How to Run an Async-First Engineering Team
A practical playbook for running async-first engineering teams, from communication norms to decision-making rituals that actually stick.
By Ellis Keane · 2026-04-06
When the telegraph killed the daily briefing
In 1844, Samuel Morse sent the first telegraph message between Washington and Baltimore, and within a decade, businesses that had relied on daily courier briefings started operating differently. Not because they wanted to be "telegraph-first" (nobody said that), but because the constraint changed. Information could travel faster than a horse, so the rituals built around horses quietly became unnecessary.
The parallel to running an async-first engineering team is uncomfortably direct. We have Slack, Linear, GitHub, Notion, and about seven other tools that move information at the speed of a webhook, and yet most teams still organize their days around synchronous rituals designed for when you had to be in the same room to share context – the daily standup where everyone recites their Jira tickets to a manager who already has the exact same board open on a second monitor, the "quick sync" that runs 45 minutes because three people are screen-sharing sequentially while everyone else checks their phones.
For a small engineering team like ours – four people across three time zones – recognizing that the constraint changed was the easy part. Rebuilding the rituals took longer.
What an async-first engineering team actually looks like
Async-first engineering means your team's default communication mode is asynchronous. Decisions get written down. Status is visible without asking. Context is documented where people can find it on their own schedule. Meetings still happen, but they're the exception you opt into, not the default you have to opt out of.
What it doesn't mean is that nobody ever talks in real time, which would be absurd and, honestly, a little lonely – design reviews, conflict resolution, brainstorming sessions, and the kind of nuanced architectural discussions where you need to read body language and draw on whiteboards all remain synchronous, and that's fine. The distinction is which mode you reach for first when you need to communicate something, and for most things on an engineering team, the answer should be writing it down rather than scheduling a call, because a well-written Linear comment at 2pm in Brooklyn is still perfectly legible at 9am in Berlin the next morning.
Async-first doesn't mean async-only. It means your default is asynchronous, and you opt into synchronous communication deliberately when the situation genuinely calls for it.
The four pillars (that sound obvious until you try them)

■ **Tasks to carry out**:
- A) In the async-first engineering article, rewrite everything from "Async-first doesn't mean" down to "calls for it.", switching "deliberately" to "intentionally".
- B) According to the async-first engineering article, how many people are on the small engineering team it describes, and across how many time zones?
You won't need the entries that follow this article.

[Entries contained in a dataset]
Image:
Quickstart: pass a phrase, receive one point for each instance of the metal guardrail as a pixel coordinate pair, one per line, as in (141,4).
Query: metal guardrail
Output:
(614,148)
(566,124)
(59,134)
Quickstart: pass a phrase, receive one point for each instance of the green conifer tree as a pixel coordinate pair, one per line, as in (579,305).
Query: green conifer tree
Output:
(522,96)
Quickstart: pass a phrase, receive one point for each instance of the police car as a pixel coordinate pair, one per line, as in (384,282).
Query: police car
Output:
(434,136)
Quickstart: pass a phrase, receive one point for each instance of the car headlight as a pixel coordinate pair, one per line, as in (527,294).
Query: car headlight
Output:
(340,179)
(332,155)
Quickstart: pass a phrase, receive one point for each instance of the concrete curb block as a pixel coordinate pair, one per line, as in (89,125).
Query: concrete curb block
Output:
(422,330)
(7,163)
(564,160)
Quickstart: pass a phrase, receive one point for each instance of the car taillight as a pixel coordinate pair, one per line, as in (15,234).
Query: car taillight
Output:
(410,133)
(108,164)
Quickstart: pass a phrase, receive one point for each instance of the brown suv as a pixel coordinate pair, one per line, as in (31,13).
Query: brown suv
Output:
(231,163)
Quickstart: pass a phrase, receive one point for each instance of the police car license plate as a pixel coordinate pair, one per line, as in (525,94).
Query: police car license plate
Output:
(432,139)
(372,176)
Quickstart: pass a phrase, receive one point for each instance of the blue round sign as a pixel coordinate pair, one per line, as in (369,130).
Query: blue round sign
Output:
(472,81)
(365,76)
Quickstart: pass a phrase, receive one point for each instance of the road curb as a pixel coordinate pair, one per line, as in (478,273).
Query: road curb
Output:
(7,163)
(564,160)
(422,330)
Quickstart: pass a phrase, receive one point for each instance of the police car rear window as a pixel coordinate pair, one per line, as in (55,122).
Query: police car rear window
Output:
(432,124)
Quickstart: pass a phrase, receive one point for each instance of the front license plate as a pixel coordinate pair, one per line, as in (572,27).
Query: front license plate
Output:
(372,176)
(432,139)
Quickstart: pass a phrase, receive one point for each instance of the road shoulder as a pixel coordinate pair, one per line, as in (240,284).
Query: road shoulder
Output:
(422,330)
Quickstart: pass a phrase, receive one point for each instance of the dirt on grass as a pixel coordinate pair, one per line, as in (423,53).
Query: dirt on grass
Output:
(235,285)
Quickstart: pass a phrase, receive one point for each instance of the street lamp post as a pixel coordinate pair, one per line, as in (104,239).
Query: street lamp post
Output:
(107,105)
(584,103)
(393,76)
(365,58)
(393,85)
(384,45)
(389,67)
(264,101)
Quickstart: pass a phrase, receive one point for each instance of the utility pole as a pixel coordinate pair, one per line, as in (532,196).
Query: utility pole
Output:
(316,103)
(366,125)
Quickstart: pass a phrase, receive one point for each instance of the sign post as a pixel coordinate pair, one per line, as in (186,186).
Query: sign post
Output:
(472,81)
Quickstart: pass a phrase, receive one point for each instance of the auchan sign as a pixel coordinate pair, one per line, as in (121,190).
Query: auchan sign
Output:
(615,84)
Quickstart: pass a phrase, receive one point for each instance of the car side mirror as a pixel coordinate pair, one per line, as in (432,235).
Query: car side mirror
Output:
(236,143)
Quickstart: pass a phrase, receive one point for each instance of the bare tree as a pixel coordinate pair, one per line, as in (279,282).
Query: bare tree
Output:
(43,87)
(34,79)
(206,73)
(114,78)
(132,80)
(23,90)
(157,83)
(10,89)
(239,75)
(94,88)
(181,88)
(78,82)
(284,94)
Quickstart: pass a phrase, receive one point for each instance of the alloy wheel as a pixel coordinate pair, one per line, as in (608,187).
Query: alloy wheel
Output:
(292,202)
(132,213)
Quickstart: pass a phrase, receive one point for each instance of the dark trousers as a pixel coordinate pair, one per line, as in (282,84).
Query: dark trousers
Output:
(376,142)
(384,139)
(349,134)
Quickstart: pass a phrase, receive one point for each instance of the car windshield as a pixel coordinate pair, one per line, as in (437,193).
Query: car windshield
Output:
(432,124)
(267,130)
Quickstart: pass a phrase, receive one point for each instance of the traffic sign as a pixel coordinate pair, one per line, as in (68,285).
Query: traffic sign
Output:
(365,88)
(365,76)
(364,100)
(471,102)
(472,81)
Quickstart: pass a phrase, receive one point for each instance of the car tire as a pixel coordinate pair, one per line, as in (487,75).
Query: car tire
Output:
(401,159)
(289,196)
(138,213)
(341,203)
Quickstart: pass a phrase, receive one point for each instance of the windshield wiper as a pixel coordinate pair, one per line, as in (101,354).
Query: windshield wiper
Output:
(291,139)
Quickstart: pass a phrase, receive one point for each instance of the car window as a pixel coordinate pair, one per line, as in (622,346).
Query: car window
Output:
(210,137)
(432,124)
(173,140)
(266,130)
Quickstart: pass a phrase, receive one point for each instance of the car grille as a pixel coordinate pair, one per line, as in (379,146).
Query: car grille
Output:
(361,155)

■ **Worked answers**:
- A)
Async-first doesn't mean async-only. It means your default is asynchronous, and you opt into synchronous communication intentionally when the situation genuinely calls for it.

- B) Four people across three time zones.